◆ Extract to read

--------------------------------------------------

Dear All,
ICTP is pleased to announce that tomorrow, Tuesday 16 May,
the ICTP Colloquium, "
Decoherence and the Quantum Theory of the Classical", by
Prof. Wojciech Zurek, Los Alamos National Laboratory (LANL), New
Mexico, USA ,will take place at 16:30 hrs, in the
Budinich Lecture Hall, Leonardo Building, ICTP.
BIOSKETCH:
Wojciech Hubert Zurek is a leading authority on quantum theory,
especially decoherence and non-equilibrium dynamics of symmetry
breaking and resulting defect generation (known as the
Kibble-Zurek mechanism). He was educated in Kraków, Poland and
Austin, Texas (Ph.D. 1979). He spent two years at Caltech as a
Tolman Fellow. In 1984 he started at Los Alamos as Oppenheimer
Fellow, and was elected Laboratory Fellow in 1996. He was an
External Professor at the Santa Fe Institute and co-organized
the Quantum Coherence and Decoherence and the Quantum Computing
and Chaos programs at UCSB's Institute for Theoretical Physics.

--------------------------------------------------

Please list every fellow title that the colloquium announcement says Zurek held.

◆ Information provided

--------------------------------------------------

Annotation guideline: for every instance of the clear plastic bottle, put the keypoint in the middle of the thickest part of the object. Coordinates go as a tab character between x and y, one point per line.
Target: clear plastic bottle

--------------------------------------------------

◆ Expected answer
Tolman Fellow, Oppenheimer Fellow, Laboratory Fellow